The size of this array is 4

The data type for elements in this array are int64


In the example above we see that size attribute told us the number of elements in our array - 4. In line 4, we see that the dtype attribute told us our array is composed of integer numbers. Python will automatically determine the dtype by the numbers contained in the array. 



#### Creating an Array with a specific data type  
You can set the data type manually when you use a "parameter" to define the array as done in the example below. A parameter, similar to an attribute, is a place where you can pass information into your code. In the cell below, we can see that "np.float" when passed into "np.array" will manually change the elements in that array. 

We won't cover all the other optional arguments, parameters, or attributes that arrays can take, but the following links may be helpful if you want to learn more:

> __[Numpy Array Arguments and Paremeters](https://docs.scipy.org/doc/numpy/reference/generated/numpy.array.html)__ <br>
> __[Numpy Array Attributes](https://numpy.org/doc/stable/reference/arrays.ndarray.html#array-attributes)__ (search for the "array attributes" header)


In [14]:
example_list = np.array([1, 2, 3, 4], np.float)

In the cell below, do the following

> Check the dtype again <br>
> Print out the array in the cell below

What do you think is different from the example under 1.4.0.1?

__your answer here:__



In [None]:
example_list = np.array([1, 2, 3, 4], np.float)

---

GOAL 1:
Update the NumPy array excerpt starting at "In the example above" and ending at "in the array.", replacing "dtype" with "data type".

Location labeling entries:
---

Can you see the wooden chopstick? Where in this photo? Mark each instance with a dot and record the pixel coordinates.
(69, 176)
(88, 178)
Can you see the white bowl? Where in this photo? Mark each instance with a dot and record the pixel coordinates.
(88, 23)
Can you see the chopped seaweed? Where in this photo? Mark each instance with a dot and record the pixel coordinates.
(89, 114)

---

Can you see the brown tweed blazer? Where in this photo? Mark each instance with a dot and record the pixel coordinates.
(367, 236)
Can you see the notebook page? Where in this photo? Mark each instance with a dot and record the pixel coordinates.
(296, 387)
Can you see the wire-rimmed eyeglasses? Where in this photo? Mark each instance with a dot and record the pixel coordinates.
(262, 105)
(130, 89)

---

GOAL 2:
Identify every line in the entries that holds the string "eyeglasses" and copy each one.

CORRECT ANSWER 1:
In the example above we see that size attribute told us the number of elements in our array - 4. In line 4, we see that the data type attribute told us our array is composed of integer numbers. Python will automatically determine the data type by the numbers contained in the array.

CORRECT ANSWER 2:
Can you see the wire-rimmed eyeglasses? Where in this photo? Mark each instance with a dot and record the pixel coordinates.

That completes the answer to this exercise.